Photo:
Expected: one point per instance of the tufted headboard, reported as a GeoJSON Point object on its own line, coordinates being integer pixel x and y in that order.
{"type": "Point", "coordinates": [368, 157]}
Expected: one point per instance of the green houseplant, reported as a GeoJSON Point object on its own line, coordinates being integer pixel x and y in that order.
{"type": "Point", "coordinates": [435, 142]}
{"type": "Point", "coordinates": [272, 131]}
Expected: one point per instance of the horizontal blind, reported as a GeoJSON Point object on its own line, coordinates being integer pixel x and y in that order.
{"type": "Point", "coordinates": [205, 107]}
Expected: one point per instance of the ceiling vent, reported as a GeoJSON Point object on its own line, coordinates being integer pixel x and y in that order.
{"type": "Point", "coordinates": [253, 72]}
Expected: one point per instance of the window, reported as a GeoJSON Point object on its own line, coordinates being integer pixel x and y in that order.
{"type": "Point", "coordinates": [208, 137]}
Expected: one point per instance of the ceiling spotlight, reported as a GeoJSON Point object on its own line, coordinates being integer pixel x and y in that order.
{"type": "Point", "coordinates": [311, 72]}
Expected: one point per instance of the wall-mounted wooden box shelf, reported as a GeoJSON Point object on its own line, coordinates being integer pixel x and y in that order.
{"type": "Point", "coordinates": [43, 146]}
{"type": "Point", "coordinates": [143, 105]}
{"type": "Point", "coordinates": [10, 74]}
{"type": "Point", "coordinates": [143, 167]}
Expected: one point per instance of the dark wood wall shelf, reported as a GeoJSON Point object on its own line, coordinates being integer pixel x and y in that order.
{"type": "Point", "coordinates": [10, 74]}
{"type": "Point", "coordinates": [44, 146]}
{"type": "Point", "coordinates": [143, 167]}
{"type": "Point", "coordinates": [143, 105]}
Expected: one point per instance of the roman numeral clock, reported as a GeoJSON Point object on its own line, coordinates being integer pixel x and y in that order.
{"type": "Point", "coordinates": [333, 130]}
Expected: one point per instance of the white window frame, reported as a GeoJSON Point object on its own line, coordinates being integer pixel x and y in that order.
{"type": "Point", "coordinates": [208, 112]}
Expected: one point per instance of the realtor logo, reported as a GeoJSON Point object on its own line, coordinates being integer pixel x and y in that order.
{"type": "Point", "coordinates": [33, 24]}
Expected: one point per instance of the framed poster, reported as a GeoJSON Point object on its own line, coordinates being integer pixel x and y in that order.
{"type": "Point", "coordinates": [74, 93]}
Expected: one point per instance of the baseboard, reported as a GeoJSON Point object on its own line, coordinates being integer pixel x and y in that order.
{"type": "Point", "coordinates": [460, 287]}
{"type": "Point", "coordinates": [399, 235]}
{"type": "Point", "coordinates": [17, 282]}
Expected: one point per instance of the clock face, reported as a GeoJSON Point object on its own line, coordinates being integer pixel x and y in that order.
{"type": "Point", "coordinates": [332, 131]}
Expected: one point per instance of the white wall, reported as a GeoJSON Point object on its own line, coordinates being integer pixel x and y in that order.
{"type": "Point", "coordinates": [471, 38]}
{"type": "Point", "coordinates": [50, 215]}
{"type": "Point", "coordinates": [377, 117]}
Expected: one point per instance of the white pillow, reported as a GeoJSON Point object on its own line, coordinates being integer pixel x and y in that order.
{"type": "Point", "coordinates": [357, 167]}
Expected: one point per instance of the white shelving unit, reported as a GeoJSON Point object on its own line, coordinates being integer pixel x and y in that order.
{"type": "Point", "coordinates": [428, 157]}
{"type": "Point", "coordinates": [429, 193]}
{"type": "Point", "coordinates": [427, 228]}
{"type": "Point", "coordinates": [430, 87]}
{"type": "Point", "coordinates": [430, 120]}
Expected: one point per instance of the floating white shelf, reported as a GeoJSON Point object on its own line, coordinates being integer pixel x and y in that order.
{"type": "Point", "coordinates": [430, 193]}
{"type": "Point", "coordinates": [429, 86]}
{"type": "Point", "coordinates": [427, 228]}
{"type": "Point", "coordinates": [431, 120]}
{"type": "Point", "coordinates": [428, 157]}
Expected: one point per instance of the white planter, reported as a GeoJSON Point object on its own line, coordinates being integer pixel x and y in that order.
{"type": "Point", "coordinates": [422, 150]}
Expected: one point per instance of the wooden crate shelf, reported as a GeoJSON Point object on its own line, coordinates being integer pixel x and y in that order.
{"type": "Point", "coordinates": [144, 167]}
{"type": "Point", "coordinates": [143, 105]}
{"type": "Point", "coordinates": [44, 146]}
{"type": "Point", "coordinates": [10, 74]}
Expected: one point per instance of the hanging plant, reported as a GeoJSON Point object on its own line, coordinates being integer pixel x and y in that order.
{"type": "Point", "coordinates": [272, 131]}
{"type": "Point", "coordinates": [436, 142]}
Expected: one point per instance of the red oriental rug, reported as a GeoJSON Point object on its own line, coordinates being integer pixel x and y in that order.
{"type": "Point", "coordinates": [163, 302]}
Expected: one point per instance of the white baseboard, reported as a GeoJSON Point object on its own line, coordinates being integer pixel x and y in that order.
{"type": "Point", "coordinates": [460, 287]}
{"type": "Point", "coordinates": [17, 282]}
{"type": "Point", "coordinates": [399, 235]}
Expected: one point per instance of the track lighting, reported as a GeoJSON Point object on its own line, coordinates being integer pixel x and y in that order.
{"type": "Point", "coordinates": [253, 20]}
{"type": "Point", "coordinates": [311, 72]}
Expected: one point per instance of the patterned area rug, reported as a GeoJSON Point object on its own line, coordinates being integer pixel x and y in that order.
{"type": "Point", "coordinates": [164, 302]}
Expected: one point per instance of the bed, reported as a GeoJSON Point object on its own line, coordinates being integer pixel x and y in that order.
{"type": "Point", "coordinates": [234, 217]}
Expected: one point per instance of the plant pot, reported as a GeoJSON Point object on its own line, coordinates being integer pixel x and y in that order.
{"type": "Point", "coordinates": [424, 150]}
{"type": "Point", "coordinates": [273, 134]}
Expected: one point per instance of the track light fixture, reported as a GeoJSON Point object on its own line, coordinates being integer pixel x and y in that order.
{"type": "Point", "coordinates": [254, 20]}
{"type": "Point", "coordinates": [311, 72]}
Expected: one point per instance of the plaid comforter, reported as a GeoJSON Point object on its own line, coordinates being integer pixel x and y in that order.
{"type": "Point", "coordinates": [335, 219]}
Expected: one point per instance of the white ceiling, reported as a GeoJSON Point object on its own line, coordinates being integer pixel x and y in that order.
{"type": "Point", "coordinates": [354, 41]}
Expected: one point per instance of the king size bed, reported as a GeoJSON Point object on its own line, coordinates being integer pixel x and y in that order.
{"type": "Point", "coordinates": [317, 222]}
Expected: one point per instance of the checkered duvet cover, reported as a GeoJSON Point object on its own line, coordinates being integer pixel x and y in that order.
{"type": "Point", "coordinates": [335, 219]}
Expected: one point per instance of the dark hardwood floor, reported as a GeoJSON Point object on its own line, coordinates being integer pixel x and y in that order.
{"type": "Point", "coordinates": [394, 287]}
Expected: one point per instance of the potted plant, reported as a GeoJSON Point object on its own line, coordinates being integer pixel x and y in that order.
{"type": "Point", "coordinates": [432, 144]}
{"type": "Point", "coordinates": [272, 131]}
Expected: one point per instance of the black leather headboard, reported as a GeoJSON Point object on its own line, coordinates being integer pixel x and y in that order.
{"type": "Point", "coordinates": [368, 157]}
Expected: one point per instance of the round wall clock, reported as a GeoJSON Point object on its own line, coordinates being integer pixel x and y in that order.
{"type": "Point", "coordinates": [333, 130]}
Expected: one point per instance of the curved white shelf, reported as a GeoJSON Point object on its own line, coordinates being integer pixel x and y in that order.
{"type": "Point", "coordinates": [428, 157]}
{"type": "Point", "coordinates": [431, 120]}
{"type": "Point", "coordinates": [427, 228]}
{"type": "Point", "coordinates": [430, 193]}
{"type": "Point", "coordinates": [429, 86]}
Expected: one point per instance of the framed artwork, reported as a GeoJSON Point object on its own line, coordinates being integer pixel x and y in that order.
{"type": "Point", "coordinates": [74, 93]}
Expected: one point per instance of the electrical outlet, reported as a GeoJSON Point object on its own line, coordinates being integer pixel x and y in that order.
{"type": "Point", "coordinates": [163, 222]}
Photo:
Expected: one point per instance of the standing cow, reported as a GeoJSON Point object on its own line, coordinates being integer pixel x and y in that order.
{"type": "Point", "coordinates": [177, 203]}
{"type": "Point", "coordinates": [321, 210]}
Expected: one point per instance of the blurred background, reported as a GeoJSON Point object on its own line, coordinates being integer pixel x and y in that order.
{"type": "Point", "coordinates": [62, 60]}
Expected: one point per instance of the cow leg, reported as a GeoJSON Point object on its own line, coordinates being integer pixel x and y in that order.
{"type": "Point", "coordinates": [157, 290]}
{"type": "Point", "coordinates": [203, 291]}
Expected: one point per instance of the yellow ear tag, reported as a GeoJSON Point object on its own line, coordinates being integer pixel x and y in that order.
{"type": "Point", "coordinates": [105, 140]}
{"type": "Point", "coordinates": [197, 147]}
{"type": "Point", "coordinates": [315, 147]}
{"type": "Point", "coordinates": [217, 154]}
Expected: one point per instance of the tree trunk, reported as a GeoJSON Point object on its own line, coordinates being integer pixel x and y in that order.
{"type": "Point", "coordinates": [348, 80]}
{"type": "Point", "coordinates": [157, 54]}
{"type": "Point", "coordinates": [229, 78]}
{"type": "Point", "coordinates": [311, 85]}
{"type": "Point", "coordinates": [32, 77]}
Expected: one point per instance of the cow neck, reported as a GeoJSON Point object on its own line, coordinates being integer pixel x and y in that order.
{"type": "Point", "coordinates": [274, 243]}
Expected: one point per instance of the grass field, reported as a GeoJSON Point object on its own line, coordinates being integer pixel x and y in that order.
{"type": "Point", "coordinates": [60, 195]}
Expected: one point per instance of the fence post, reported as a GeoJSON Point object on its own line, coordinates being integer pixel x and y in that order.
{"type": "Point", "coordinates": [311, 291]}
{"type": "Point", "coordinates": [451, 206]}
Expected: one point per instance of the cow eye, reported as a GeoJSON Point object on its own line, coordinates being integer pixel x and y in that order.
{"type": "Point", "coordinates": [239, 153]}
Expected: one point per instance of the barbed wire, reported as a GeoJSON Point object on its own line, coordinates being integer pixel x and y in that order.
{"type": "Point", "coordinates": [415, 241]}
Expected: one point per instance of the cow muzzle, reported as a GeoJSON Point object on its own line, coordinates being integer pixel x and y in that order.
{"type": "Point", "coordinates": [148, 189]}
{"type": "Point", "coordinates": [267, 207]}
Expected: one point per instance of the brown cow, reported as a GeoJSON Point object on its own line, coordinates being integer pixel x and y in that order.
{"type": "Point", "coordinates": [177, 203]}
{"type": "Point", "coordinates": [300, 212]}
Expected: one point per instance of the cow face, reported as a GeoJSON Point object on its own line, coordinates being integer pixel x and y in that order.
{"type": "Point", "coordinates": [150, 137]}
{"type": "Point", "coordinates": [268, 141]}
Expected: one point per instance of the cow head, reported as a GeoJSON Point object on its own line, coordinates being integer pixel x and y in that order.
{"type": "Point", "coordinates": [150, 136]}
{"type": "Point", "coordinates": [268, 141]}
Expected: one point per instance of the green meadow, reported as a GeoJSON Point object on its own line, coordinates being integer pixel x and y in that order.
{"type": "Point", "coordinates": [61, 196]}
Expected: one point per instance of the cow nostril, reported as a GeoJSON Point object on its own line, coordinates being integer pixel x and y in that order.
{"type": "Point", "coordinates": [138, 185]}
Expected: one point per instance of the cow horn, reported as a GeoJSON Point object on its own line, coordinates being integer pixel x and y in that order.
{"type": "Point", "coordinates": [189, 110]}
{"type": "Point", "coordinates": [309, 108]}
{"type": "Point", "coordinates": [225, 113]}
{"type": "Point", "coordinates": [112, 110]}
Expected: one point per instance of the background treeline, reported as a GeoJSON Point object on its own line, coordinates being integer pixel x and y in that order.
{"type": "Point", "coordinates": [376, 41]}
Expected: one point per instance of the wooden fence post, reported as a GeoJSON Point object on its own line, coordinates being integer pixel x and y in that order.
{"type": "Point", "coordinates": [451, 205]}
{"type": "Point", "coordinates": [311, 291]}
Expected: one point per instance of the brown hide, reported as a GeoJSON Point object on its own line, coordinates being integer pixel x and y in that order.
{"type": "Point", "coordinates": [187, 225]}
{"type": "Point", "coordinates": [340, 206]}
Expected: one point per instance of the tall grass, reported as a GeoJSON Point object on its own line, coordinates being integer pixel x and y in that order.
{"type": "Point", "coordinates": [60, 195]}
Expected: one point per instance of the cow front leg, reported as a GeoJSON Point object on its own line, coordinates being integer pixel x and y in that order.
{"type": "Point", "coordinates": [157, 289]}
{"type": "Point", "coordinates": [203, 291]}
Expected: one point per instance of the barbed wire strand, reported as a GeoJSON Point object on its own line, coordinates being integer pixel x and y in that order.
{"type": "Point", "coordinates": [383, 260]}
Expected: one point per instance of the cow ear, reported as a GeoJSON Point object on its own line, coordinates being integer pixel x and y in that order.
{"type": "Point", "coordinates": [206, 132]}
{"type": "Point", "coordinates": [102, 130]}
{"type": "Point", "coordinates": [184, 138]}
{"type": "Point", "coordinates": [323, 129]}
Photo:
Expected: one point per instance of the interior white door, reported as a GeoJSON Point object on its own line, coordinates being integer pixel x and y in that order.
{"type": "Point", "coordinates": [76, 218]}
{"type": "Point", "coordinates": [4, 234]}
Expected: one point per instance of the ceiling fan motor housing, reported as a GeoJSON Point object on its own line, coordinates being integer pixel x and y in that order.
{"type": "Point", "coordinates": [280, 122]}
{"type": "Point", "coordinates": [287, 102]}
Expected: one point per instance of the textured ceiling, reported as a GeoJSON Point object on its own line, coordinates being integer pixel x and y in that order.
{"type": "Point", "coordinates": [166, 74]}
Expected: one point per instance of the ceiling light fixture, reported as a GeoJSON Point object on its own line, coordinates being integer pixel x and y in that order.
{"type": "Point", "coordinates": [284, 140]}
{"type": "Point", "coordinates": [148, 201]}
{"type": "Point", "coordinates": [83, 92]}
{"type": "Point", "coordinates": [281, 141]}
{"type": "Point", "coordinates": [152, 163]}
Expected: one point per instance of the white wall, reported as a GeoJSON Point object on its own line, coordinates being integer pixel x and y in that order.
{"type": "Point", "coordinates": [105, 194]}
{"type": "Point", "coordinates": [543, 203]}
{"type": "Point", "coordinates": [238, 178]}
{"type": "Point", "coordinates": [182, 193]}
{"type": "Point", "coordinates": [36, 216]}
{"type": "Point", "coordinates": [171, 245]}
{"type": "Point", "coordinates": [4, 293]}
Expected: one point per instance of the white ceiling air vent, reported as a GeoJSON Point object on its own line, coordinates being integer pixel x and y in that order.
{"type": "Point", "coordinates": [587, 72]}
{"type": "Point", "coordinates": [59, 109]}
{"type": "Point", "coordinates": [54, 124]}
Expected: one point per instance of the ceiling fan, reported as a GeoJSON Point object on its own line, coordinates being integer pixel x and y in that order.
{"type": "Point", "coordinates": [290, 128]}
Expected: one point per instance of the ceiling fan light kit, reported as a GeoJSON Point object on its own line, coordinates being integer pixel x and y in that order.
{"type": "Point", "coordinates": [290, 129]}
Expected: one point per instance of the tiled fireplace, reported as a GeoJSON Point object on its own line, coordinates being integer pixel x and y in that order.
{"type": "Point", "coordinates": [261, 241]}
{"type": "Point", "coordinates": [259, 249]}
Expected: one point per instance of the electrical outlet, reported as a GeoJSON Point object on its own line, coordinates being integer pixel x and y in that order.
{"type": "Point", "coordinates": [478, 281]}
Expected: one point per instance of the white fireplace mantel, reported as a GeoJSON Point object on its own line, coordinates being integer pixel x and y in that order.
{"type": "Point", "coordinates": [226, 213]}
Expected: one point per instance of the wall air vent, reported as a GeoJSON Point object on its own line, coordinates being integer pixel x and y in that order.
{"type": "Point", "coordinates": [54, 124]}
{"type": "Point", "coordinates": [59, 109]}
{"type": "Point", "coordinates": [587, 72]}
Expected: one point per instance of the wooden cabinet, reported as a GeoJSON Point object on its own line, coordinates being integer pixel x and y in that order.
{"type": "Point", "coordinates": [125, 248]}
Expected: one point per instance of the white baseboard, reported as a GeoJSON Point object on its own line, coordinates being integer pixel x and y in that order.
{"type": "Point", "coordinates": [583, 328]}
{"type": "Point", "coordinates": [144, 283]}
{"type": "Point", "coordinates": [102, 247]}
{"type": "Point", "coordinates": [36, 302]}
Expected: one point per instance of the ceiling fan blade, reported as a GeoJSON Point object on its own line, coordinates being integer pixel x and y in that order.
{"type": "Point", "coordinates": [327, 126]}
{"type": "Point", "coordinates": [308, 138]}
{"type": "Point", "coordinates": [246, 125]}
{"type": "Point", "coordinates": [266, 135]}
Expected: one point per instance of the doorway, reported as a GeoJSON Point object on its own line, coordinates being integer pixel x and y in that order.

══════

• [Exercise aim] Output, unchanged, the lines from the line with "fan blade, reported" through the final line of the material.

• [Result of the exercise]
Expected: one point per instance of the ceiling fan blade, reported as a GeoJSON Point object on its own line, coordinates being integer pixel x and y in that order.
{"type": "Point", "coordinates": [327, 126]}
{"type": "Point", "coordinates": [308, 138]}
{"type": "Point", "coordinates": [246, 125]}
{"type": "Point", "coordinates": [266, 135]}
Expected: one point per instance of the doorway, reported as a GeoJSON Point object on its own line, coordinates being integer pixel x and y in that order.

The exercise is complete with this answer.